Text provided
[start]
Gathering of Heroes: Legend of the Seven Swords is a 2018 American science fiction fantasy action film starring Martin Kove, Christopher Atkins and Trygve Lode. It was shot in 4K on the RED ONE digital cinema camera in Colorado, USA.

Plot
In the mystical realm of Ryntia, the forces of the underworld are aligning to unleash a plague of evil upon the surface. The deadly bat-like Blood Reavers, the Goblin Hordes, the Saurian Maurauders, the Orcish Warmongers and the feline Shadowcat mercenaries have pledged their respective clans to the service of Bre'Gwen, queen of the deep elves. Together they seek to destroy the human and Elven kingdoms and rule all of Ryntia in the name of evil.
[end]
Supplied material
[start]
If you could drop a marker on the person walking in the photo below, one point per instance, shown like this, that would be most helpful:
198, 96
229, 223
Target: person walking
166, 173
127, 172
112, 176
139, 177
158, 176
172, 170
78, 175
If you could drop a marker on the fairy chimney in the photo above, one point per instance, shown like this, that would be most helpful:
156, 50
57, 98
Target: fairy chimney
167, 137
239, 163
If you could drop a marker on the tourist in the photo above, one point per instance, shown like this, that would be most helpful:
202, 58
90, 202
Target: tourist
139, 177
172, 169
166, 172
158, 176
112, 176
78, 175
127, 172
[end]
[start]
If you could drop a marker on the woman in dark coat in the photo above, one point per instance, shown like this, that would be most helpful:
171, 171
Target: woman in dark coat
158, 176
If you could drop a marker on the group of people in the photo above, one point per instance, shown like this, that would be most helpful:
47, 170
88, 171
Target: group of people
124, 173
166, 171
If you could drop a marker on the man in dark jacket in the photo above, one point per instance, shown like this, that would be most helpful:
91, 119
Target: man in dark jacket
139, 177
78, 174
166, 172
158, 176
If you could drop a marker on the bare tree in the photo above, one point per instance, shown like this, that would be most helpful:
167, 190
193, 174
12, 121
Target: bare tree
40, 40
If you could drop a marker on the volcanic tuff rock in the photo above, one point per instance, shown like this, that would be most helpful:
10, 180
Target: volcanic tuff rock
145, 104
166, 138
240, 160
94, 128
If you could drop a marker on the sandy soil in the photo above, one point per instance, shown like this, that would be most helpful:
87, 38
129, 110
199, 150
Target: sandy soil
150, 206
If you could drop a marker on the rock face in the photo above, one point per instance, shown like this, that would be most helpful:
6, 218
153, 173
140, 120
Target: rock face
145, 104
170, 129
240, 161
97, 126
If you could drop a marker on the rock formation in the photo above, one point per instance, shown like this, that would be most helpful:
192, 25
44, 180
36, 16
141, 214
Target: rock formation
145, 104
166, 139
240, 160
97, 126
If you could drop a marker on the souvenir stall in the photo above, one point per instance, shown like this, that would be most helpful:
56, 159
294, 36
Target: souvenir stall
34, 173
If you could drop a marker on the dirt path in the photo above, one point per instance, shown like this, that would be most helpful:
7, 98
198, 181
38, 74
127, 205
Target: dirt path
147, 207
[end]
[start]
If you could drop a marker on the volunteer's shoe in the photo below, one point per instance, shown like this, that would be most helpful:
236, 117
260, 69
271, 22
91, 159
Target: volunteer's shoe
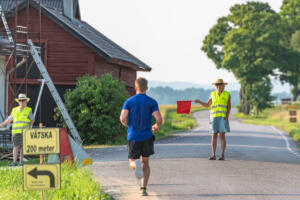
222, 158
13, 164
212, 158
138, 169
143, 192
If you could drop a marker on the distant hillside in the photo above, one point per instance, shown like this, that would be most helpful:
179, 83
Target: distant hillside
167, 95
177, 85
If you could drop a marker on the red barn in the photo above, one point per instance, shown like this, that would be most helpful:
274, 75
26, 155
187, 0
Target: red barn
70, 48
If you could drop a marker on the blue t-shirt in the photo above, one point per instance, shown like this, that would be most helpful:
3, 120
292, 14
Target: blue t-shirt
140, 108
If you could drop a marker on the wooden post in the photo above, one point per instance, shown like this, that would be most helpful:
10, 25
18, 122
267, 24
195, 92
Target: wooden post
[end]
Set tasks
**a)** These questions concern the film article at the top of the page:
(i) What camera was the film shot on?
(ii) What is the name of the realm where the story takes place?
(iii) Whom do the underworld clans pledge to serve?
**b)** Could you write the next part of the article on the film *Gathering of Heroes: Legend of the Seven Swords*, starting after its last sentence?

Responses in order
**a)**
(i) The RED ONE digital cinema camera
(ii) Ryntia
(iii) Bre'Gwen, queen of the deep elves

**b)**
However even with their combined strength, Bre'Gwen's forces are no match for the powerful Grayraven kingdom led by the majestic king, Garrick Grayraven. To ensure their success, Bre'gwen forges an alliance with an unlikely human who holds the secret to acquiring a powerful artifact that will allow them to summon and control an army of undead warriors from centuries past. Guided by fragmented visions, a mysterious Oracle gathers seven unlikely heroes to face the threat. A heroic knight, a deep elf sorceress, an eccentric bard, a silver elf druid, a righteous paladin, a barbarian huntress, and a brooding thief are the only ones capable of stopping this evil at its source but first they must embark upon a quest to find the legendary seven swords of Draconus.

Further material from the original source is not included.